Kim Quy (Chữ Hán: 金龜) (“Gold Turtle”, also spelled Kim Qui) or Thanh Giang sứ giả (Chữ Hán: 清江使者) is a mythical golden turtle god appearing in several Vietnamese legends.

In one legend, he appears to the early Vietnamese ruler An Dương Vương (d. 179 BC) and gives him one of his golden claws as a trigger for a magical crossbow with which An Dương Vương can kill 300 enemies with one shot. With it he is able to protect the kingdom. Later on, however, An Dương Vương's daughter marries his enemy's son and betrays the secret of the crossbow. Her husband secretly switches the trigger so that the crossbow no longer has any magical powers, and when his father attacks, An Dương Vương is forced to flee with his daughter. He flees far to the south, but always feels the enemy is right at his back. Kim Quy appears to him and tells him that his own daughter, riding on the horse behind him, is his enemy. An Dương Vương executes his daughter for her betrayal before drowning himself in the ocean.

....

**Assigned task**
Can you rewrite the turtle legend text between "In one legend, he" and "in the ocean.", inclusive, swapping "crossbow" for "longbow"?

**Entries supplied**
....

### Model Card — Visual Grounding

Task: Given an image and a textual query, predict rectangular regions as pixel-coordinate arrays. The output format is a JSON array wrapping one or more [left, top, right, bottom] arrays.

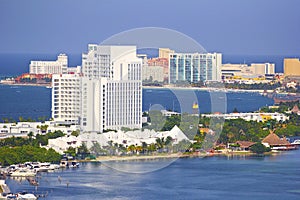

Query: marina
[[1, 150, 300, 200]]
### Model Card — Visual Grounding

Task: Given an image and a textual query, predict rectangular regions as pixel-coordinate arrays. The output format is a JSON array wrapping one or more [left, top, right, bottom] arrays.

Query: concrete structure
[[158, 48, 175, 59], [81, 44, 142, 132], [67, 66, 81, 74], [284, 58, 300, 76], [52, 74, 82, 124], [169, 53, 222, 84], [142, 66, 164, 82], [221, 63, 275, 80], [202, 113, 289, 122], [29, 54, 68, 74], [0, 121, 80, 139], [47, 126, 189, 153], [250, 63, 275, 76], [148, 58, 169, 81]]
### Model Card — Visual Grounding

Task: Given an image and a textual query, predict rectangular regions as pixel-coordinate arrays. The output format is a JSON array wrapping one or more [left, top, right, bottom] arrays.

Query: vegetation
[[0, 131, 64, 166], [250, 142, 271, 154], [224, 82, 281, 90], [0, 145, 61, 166]]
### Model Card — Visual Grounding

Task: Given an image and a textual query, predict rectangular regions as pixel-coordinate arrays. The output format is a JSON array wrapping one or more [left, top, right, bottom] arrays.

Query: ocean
[[7, 150, 300, 200], [0, 85, 273, 121], [0, 53, 299, 76]]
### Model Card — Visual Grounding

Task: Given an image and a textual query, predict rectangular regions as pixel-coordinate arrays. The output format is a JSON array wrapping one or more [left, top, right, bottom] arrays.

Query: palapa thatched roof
[[236, 141, 255, 148], [262, 132, 291, 146]]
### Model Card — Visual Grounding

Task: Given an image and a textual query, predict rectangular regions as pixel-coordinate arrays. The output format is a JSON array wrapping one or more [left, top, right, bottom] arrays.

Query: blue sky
[[0, 0, 300, 55]]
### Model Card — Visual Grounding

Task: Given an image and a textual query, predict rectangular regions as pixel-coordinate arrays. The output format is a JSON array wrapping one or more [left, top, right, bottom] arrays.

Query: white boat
[[69, 160, 79, 168], [291, 140, 300, 145], [10, 169, 36, 177], [17, 192, 37, 200]]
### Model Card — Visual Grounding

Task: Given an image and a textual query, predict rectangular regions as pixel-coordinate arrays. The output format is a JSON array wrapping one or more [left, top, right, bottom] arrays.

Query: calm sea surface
[[0, 85, 273, 121], [7, 150, 300, 200]]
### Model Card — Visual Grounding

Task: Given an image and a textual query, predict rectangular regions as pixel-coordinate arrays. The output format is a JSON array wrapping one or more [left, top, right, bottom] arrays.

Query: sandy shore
[[143, 86, 272, 93], [95, 154, 189, 162], [81, 151, 278, 162], [0, 83, 51, 87]]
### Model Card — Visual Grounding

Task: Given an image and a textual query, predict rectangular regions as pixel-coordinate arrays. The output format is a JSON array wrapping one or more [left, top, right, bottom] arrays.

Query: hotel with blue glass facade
[[169, 53, 222, 84]]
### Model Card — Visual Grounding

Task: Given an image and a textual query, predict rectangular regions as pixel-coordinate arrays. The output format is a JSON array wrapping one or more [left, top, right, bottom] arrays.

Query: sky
[[0, 0, 300, 55]]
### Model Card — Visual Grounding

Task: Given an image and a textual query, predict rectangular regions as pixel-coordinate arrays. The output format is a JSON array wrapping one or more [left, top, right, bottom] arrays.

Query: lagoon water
[[0, 85, 273, 121], [7, 150, 300, 200]]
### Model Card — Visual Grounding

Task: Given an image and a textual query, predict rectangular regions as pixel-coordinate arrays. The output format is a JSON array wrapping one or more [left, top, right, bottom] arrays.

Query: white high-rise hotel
[[52, 44, 142, 132], [169, 53, 222, 83], [29, 54, 68, 74]]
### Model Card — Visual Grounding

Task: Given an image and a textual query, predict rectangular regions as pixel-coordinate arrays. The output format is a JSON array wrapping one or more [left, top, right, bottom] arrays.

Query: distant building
[[29, 54, 68, 74], [52, 74, 82, 124], [67, 66, 81, 74], [250, 63, 275, 76], [81, 44, 142, 132], [169, 53, 222, 84], [283, 58, 300, 77], [0, 121, 80, 139], [147, 58, 169, 81], [202, 112, 289, 122], [221, 63, 275, 79], [142, 66, 164, 82], [158, 48, 175, 59], [261, 132, 296, 150]]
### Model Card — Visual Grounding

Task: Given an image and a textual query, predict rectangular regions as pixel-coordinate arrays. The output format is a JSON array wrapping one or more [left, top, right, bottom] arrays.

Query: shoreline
[[142, 86, 273, 93], [82, 151, 282, 163], [0, 83, 51, 87], [0, 82, 296, 95]]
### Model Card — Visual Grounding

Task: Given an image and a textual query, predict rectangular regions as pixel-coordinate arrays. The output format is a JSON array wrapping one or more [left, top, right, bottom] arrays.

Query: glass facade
[[169, 53, 222, 83]]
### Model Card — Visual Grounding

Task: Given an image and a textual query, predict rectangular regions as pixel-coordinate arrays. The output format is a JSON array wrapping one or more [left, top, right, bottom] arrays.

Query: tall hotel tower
[[169, 53, 222, 83], [52, 44, 142, 132]]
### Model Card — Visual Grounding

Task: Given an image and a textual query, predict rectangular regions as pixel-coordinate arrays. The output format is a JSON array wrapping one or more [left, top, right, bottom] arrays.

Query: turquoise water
[[7, 150, 300, 200], [0, 85, 273, 121]]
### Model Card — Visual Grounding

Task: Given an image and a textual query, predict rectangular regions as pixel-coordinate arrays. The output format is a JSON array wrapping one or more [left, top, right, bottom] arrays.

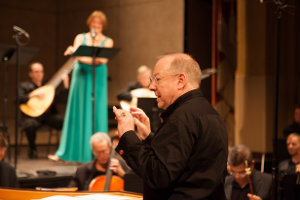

....

**Answer area**
In one legend, he appears to the early Vietnamese ruler An Dương Vương (d. 179 BC) and gives him one of his golden claws as a trigger for a magical longbow with which An Dương Vương can kill 300 enemies with one shot. With it he is able to protect the kingdom. Later on, however, An Dương Vương's daughter marries his enemy's son and betrays the secret of the longbow. Her husband secretly switches the trigger so that the longbow no longer has any magical powers, and when his father attacks, An Dương Vương is forced to flee with his daughter. He flees far to the south, but always feels the enemy is right at his back. Kim Quy appears to him and tells him that his own daughter, riding on the horse behind him, is his enemy. An Dương Vương executes his daughter for her betrayal before drowning himself in the ocean.